**DATA PROVIDED**
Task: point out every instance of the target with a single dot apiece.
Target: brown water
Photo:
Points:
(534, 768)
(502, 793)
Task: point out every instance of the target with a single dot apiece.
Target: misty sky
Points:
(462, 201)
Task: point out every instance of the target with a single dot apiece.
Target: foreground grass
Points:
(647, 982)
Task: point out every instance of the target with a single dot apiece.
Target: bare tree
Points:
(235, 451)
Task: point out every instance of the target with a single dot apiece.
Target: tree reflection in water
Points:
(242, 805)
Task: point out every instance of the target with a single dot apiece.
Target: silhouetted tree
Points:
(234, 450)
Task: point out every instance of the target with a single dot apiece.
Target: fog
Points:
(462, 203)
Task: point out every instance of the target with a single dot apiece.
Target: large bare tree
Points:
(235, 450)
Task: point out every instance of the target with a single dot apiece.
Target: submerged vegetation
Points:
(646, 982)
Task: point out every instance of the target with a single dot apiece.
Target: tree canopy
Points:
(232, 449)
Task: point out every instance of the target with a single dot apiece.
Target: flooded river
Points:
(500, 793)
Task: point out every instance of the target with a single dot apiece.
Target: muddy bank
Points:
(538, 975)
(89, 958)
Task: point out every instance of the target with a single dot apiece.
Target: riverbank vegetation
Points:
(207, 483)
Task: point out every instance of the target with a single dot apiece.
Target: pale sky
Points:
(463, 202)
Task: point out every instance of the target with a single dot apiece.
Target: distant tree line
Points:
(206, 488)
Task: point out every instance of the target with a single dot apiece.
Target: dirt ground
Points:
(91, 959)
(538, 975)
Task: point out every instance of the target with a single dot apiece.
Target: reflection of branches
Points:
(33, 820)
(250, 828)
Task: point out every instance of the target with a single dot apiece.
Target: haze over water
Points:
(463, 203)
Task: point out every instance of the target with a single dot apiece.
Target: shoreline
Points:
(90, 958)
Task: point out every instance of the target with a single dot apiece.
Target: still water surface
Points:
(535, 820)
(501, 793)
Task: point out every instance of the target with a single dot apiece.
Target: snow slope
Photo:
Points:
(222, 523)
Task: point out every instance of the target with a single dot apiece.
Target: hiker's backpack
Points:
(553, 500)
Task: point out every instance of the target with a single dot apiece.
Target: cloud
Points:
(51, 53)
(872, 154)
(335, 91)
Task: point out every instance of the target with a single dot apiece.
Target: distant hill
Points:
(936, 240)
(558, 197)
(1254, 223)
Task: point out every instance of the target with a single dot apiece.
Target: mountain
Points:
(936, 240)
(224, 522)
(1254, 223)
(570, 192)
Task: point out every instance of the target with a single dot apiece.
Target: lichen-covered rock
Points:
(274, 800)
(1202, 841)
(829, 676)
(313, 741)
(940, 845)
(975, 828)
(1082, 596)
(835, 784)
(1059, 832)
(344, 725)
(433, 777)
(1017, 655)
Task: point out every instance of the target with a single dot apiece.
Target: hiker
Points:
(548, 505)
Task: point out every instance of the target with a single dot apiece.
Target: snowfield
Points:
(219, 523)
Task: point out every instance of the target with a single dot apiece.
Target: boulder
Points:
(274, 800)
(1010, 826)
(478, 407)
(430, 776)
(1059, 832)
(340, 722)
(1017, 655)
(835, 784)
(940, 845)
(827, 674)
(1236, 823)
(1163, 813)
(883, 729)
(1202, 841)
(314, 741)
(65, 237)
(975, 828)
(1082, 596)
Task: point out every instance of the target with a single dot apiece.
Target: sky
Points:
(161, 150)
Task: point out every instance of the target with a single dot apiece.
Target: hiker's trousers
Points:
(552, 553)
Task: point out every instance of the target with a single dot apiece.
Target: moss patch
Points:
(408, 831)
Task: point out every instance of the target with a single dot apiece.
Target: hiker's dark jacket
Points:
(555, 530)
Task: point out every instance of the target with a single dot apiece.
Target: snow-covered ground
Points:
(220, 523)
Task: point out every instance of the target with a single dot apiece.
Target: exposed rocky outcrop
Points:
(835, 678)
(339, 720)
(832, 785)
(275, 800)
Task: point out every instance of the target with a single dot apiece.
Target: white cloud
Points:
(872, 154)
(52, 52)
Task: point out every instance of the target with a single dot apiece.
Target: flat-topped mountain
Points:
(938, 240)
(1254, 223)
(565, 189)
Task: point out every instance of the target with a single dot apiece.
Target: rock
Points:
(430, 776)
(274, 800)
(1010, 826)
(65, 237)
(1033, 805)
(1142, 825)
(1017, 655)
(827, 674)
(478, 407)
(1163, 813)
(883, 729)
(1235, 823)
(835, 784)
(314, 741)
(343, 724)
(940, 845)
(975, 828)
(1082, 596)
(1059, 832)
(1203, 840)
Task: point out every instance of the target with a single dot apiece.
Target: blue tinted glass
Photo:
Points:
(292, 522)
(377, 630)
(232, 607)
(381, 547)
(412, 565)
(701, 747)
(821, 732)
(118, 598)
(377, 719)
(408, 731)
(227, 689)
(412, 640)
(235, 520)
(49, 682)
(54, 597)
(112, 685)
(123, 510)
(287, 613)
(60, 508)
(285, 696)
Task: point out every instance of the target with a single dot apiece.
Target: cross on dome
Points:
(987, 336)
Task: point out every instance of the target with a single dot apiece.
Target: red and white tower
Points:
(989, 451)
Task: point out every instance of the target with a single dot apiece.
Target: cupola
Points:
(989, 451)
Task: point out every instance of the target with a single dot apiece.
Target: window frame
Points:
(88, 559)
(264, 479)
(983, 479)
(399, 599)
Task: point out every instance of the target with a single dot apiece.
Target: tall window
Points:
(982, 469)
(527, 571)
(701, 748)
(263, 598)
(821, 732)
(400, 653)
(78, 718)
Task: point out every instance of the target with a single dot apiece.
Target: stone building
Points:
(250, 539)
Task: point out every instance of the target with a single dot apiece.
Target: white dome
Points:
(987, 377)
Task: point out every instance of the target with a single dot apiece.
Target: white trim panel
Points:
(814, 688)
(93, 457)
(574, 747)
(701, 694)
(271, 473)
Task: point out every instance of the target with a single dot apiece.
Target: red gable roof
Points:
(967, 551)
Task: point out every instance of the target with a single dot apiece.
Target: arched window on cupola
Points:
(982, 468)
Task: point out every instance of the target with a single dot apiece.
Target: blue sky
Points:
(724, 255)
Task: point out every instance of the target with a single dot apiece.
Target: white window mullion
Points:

**WHAT IS BEING ASKED**
Please quote the data above in full, with no line missing.

**RESULT OF THE EXERCISE**
Task: point out every instance of the target with a single dot apiece.
Target: brown water
Photo:
Points:
(534, 768)
(502, 793)
Task: point out every instance of the target with a single dot apiece.
Target: misty sky
Points:
(462, 201)
Task: point out every instance of the target with a single dot apiece.
Target: foreground grass
Points:
(647, 982)
Task: point out every instance of the target with a single dot apiece.
Target: bare tree
Points:
(235, 451)
Task: point out every instance of the target with a single dot apiece.
Target: tree reflection in water
Points:
(242, 805)
Task: point out every instance of the target with a single dot apiece.
Target: silhouetted tree
Points:
(234, 450)
Task: point out every instance of the target with a single dot apiece.
Target: fog
Points:
(462, 203)
Task: point out every instance of the target with a single dot apiece.
Target: large bare tree
Points:
(235, 450)
Task: point out every instance of the target with a single dot apiece.
Target: submerged vegetation
Points:
(646, 982)
Task: point out every instance of the target with a single dot apiece.
Target: tree canopy
Points:
(232, 449)
Task: point out every instance of the target with a single dot apiece.
Target: flooded river
Points:
(500, 793)
Task: point out every instance of the target with a single dot apiece.
Target: muddy bank
Points:
(538, 975)
(89, 958)
Task: point out every instance of the target with a single dot apiece.
Target: riverbank vegetation
Points:
(207, 483)
Task: point out every instance of the target with a single dot apiece.
Target: pale sky
Points:
(463, 202)
Task: point out every instance of the target with a single dot apiece.
Target: distant tree line
Points:
(206, 488)
Task: point out every instance of the target with a single dot apiece.
Target: dirt ground
Points:
(91, 959)
(538, 975)
Task: point out every instance of the target with a single dot apiece.
Target: reflection of branches
Points:
(33, 820)
(250, 828)
Task: point out every instance of the target with a single dot apiece.
Target: haze over water
Points:
(463, 203)
Task: point out every instance of the target with a single dot apiece.
Target: shoreline
Points:
(90, 958)
Task: point out every instance of the target with a single dot apiece.
Target: still water surface
Points:
(535, 820)
(501, 793)
Task: point out every instance of the target with a single dot apiece.
Target: snow slope
Photo:
Points:
(222, 523)
Task: point out every instance of the target with a single dot apiece.
Target: hiker's backpack
Points:
(553, 500)
Task: point out every instance of the target with a single dot apiece.
Target: cloud
Points:
(51, 53)
(872, 154)
(335, 91)
Task: point out every instance of the target with a single dot apiece.
Target: distant hill
Points:
(936, 240)
(558, 197)
(1254, 223)
Task: point out every instance of the target with a single dot apiece.
Target: mountain
Points:
(936, 240)
(224, 522)
(1254, 223)
(570, 192)
Task: point out every instance of the target with a single dot apiece.
Target: lichen-covered rock
Points:
(274, 800)
(1202, 841)
(829, 676)
(313, 741)
(940, 845)
(975, 828)
(1082, 596)
(835, 784)
(1059, 832)
(344, 725)
(433, 777)
(1017, 655)
Task: point out every instance of the target with a single dot apiece.
Target: hiker
Points:
(548, 505)
Task: point out every instance of the target with a single dot apiece.
Target: snowfield
Points:
(219, 523)
Task: point out every instance of the target with a single dot apiece.
Target: boulder
Points:
(274, 800)
(1010, 826)
(478, 407)
(430, 776)
(1059, 832)
(340, 722)
(1017, 655)
(835, 784)
(940, 845)
(827, 674)
(1236, 823)
(1163, 813)
(883, 729)
(1202, 841)
(314, 741)
(65, 237)
(975, 828)
(1082, 596)
Task: point out every instance of the target with a single dot apiece.
Target: sky
Points:
(161, 150)
Task: point out every instance of the target with a single dot apiece.
Target: hiker's trousers
Points:
(552, 553)
Task: point out every instance of the target with a single dot apiece.
Target: moss patch
Points:
(408, 831)
Task: point out every instance of the target with a single dot apiece.
Target: hiker's dark jacket
Points:
(555, 530)
Task: point out every instance of the target with a single dot apiece.
Target: snow-covered ground
Points:
(220, 523)
Task: point out every instance of the target with a single dot apiece.
Target: exposed rocky outcrop
Points:
(835, 678)
(339, 720)
(832, 785)
(275, 800)
Task: point out every instance of the target with a single dot apiece.
Target: white cloud
Points:
(872, 154)
(52, 52)
Task: point out every instance of the target with a single dot apiece.
Target: flat-topped mountain
Points:
(938, 240)
(1254, 223)
(565, 189)
Task: point out every instance of the target with a single dot apiece.
Target: rock
Points:
(430, 776)
(274, 800)
(1010, 826)
(65, 237)
(1033, 805)
(1142, 825)
(1017, 655)
(827, 674)
(478, 407)
(1163, 813)
(883, 729)
(1235, 823)
(835, 784)
(314, 741)
(343, 724)
(940, 845)
(975, 828)
(1082, 596)
(1059, 832)
(1203, 840)
Task: point out every instance of the target with a single dot apiece.
Target: blue tinted glass
Photo:
Points:
(292, 522)
(377, 630)
(232, 607)
(381, 547)
(412, 565)
(701, 747)
(821, 732)
(118, 598)
(377, 719)
(408, 731)
(227, 689)
(412, 640)
(235, 520)
(49, 682)
(54, 597)
(112, 685)
(123, 510)
(287, 613)
(60, 508)
(285, 696)
Task: point out every instance of the target with a single dot apiece.
Target: cross on dome
Points:
(987, 336)
Task: point out every instance of the target with a single dot apiece.
Target: red and white tower
Points:
(989, 451)
Task: point out every instance of the target with a single dot apiece.
Target: cupola
Points:
(989, 451)
Task: point out every instance of the target with a single dot apiece.
Target: window frame
Points:
(88, 559)
(264, 479)
(983, 479)
(399, 599)
Task: point out every instance of the target with a single dot apiece.
Target: tall window
Points:
(982, 469)
(527, 571)
(701, 748)
(263, 598)
(821, 732)
(400, 653)
(78, 718)
Task: point out every instance of the target with a single dot apiece.
Target: stone building
Points:
(250, 539)
Task: point out every instance of the target with a single dot apiece.
Target: white dome
Points:
(987, 377)
Task: point out every instance of the target with a single dot apiece.
Target: white trim panel
Points:
(814, 688)
(93, 457)
(574, 747)
(701, 694)
(271, 473)
Task: point out every instance of the target with a single dot apiece.
Target: red gable roof
Points:
(967, 551)
Task: point out every instance of the target with a single dot apiece.
Target: arched window on cupola
Points:
(982, 468)
Task: point out every instance of the target with a single dot apiece.
Target: blue sky
Points:
(724, 255)
Task: point out every instance of the target with a single dot apiece.
Target: white window mullion
Points:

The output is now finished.